##### INFORMATION SUPPLIED

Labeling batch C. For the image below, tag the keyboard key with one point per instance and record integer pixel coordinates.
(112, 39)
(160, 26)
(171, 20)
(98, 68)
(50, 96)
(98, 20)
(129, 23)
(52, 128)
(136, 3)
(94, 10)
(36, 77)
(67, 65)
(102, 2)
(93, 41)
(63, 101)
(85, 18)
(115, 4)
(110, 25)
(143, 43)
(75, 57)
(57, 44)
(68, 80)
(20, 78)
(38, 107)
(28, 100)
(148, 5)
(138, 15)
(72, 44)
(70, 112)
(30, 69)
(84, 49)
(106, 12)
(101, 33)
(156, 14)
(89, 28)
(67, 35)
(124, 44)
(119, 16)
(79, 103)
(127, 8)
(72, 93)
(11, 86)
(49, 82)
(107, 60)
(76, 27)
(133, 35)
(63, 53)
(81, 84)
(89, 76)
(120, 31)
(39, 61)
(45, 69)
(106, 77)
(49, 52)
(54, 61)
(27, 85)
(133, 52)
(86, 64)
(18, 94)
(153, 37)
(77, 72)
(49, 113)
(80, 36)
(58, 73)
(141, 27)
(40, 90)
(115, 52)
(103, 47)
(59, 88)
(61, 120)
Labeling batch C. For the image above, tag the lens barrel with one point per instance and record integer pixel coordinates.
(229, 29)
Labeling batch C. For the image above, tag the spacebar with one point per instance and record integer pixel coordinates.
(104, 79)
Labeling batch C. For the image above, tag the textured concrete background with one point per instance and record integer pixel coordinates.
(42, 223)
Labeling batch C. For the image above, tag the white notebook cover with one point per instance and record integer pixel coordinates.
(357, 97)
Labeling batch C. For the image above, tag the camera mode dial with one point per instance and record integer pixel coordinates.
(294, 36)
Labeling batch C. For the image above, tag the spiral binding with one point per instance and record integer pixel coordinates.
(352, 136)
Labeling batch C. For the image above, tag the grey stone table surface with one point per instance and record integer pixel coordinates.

##########

§ **EXERCISE TASK**
Can you write out every line from the one containing "Labeling batch C. For the image above, tag the spacebar" through the last line, adding 70 to each x and y pixel coordinate?

§ **EXERCISE RESULT**
Labeling batch C. For the image above, tag the spacebar with one point per instance and record integer pixel coordinates.
(174, 149)
Labeling batch C. For the image above, tag the textured concrete background with one point per instance and record integer pixel coordinates.
(112, 293)
Labeling batch C. For the image above, tag the white notebook cover with one point per instance and record integer pixel coordinates.
(427, 167)
Labeling batch C. For the image above, tag the camera mode dial with one point per instance and record integer pixel coordinates.
(364, 106)
Labeling batch C. For the image above, tag the spiral binding with one point per instance and record integer pixel coordinates.
(422, 206)
Labeling batch C. For the image above, tag the grey stone table surface with one point per instance and record integer pixel coordinates.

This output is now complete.